Extracted data entries
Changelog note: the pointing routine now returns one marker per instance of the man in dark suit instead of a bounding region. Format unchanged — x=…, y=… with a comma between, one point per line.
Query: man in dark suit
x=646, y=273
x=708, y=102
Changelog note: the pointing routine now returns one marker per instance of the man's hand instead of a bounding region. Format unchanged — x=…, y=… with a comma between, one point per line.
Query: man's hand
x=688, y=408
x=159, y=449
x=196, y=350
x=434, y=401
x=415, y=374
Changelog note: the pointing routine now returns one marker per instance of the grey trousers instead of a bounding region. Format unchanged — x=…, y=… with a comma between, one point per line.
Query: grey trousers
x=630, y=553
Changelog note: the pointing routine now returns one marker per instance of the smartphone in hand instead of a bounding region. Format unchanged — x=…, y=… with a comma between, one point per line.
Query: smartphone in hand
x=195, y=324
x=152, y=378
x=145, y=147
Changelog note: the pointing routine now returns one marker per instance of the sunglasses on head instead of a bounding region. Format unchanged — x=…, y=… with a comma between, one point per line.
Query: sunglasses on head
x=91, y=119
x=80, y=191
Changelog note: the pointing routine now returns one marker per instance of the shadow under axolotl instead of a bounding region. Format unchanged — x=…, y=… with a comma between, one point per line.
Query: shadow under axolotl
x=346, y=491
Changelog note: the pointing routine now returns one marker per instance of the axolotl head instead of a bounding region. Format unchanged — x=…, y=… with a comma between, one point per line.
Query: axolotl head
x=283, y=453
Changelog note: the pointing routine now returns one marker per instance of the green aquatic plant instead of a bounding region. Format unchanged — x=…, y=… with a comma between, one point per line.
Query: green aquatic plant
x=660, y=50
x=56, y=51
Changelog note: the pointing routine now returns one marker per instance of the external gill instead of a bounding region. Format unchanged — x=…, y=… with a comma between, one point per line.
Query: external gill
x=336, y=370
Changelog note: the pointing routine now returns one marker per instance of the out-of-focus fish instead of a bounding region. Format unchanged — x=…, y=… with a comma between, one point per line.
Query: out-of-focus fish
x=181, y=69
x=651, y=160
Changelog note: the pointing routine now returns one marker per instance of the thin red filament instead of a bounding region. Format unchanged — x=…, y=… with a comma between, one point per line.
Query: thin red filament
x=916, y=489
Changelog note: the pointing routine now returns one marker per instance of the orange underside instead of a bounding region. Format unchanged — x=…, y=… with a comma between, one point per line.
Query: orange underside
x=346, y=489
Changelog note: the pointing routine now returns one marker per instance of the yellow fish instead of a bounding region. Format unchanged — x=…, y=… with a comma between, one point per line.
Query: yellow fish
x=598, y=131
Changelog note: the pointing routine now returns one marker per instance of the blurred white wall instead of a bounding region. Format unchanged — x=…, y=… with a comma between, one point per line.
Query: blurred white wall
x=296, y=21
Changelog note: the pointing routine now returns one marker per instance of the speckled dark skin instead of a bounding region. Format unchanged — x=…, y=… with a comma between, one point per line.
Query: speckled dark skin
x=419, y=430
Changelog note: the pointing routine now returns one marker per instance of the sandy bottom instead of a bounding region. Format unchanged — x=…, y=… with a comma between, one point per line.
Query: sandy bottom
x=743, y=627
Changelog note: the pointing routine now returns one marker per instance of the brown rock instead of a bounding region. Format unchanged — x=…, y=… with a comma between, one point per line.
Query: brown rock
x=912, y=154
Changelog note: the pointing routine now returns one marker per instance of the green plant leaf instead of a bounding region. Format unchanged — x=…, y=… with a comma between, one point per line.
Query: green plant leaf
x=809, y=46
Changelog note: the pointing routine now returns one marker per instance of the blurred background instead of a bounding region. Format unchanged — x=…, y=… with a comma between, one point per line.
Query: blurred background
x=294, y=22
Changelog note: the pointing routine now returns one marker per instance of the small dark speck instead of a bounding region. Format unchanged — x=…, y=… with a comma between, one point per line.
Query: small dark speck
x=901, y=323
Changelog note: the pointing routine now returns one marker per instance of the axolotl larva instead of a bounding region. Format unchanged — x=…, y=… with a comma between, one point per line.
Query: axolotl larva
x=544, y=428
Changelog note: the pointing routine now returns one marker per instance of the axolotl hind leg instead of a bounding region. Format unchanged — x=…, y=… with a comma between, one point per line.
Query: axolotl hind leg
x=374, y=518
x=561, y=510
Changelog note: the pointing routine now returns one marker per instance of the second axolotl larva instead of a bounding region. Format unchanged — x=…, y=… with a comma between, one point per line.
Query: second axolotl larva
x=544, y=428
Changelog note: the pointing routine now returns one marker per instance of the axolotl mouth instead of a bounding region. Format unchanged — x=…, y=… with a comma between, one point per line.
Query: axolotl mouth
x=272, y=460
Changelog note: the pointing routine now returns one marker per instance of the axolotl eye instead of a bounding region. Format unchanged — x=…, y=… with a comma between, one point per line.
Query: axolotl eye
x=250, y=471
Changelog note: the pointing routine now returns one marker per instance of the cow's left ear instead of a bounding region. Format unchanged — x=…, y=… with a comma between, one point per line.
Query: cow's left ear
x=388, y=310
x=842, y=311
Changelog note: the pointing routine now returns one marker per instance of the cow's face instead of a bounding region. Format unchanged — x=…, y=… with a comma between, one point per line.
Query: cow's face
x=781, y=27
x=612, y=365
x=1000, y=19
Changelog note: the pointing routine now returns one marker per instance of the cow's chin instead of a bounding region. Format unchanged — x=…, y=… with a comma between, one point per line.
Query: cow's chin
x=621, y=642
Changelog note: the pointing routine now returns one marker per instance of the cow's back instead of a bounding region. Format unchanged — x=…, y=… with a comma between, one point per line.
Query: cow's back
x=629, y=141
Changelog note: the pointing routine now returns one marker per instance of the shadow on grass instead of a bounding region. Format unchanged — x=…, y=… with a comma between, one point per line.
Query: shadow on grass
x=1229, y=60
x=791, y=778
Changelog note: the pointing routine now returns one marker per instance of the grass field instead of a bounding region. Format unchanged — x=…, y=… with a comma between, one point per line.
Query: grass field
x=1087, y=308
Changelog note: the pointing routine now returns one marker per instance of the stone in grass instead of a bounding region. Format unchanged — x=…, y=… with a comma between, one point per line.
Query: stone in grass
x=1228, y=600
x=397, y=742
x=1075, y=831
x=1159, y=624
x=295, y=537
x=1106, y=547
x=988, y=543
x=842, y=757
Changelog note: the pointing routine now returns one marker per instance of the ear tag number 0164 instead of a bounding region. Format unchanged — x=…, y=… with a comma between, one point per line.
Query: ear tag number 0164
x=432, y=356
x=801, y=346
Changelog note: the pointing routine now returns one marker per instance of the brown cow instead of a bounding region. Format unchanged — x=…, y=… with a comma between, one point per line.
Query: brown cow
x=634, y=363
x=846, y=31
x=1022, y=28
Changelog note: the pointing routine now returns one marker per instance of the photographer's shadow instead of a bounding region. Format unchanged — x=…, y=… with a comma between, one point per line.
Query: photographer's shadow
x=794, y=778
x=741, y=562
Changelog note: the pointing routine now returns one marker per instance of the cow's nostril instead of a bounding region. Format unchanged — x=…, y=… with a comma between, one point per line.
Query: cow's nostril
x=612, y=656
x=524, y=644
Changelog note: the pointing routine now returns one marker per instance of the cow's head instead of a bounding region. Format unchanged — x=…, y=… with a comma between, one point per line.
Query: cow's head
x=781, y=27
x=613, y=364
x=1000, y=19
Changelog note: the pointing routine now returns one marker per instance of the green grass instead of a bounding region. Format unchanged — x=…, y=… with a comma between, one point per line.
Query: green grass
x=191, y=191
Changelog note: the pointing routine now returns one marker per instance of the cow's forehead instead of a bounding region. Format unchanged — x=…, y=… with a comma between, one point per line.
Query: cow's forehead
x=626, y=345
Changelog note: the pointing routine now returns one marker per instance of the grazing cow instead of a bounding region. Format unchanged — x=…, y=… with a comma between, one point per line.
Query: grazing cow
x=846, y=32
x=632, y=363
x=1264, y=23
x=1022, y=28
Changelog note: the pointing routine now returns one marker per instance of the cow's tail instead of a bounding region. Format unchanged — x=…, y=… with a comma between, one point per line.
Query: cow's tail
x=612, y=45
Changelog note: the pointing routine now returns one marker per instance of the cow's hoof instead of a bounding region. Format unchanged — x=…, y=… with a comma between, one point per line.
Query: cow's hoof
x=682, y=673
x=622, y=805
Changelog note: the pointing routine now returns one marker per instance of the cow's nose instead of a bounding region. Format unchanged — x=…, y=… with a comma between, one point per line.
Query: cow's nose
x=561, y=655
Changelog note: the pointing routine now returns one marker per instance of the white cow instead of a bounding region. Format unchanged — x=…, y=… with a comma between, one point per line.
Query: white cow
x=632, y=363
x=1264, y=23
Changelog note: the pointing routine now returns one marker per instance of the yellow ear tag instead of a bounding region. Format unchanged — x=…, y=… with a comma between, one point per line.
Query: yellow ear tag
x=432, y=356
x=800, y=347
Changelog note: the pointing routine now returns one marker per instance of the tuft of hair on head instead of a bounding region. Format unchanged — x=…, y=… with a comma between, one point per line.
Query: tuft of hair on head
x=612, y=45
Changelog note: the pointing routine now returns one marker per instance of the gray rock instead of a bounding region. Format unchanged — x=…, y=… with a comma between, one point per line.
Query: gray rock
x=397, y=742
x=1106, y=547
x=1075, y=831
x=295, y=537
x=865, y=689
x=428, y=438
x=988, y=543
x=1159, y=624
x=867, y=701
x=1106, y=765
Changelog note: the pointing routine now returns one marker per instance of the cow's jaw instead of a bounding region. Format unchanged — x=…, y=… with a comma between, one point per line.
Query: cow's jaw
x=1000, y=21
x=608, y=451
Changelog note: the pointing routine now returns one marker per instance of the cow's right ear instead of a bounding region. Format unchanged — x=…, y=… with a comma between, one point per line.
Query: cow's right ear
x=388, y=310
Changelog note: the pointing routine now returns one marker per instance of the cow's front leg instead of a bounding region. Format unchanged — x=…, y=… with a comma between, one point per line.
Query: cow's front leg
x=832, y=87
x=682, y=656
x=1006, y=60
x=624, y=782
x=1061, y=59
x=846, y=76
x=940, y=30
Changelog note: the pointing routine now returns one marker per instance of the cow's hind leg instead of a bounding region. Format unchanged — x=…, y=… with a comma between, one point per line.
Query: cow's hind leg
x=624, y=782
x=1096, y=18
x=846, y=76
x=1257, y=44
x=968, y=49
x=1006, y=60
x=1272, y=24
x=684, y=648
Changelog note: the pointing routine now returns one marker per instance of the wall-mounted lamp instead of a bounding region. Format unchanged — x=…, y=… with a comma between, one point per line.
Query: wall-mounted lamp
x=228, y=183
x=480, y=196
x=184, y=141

→ **Work instructions**: Reproduce the rows above from the line with "the axolotl mouth" to the line with "x=272, y=460", both included, multiplying every coordinate value in the answers by 2 and rounding to whole numbers with halves rounded up.

→ **Result for this task**:
Changelog note: the pointing routine now returns one marker per instance of the axolotl mouth instead of a bounding region. Format unchanged — x=…, y=… with a comma between, one point per line.
Query: axolotl mouth
x=544, y=920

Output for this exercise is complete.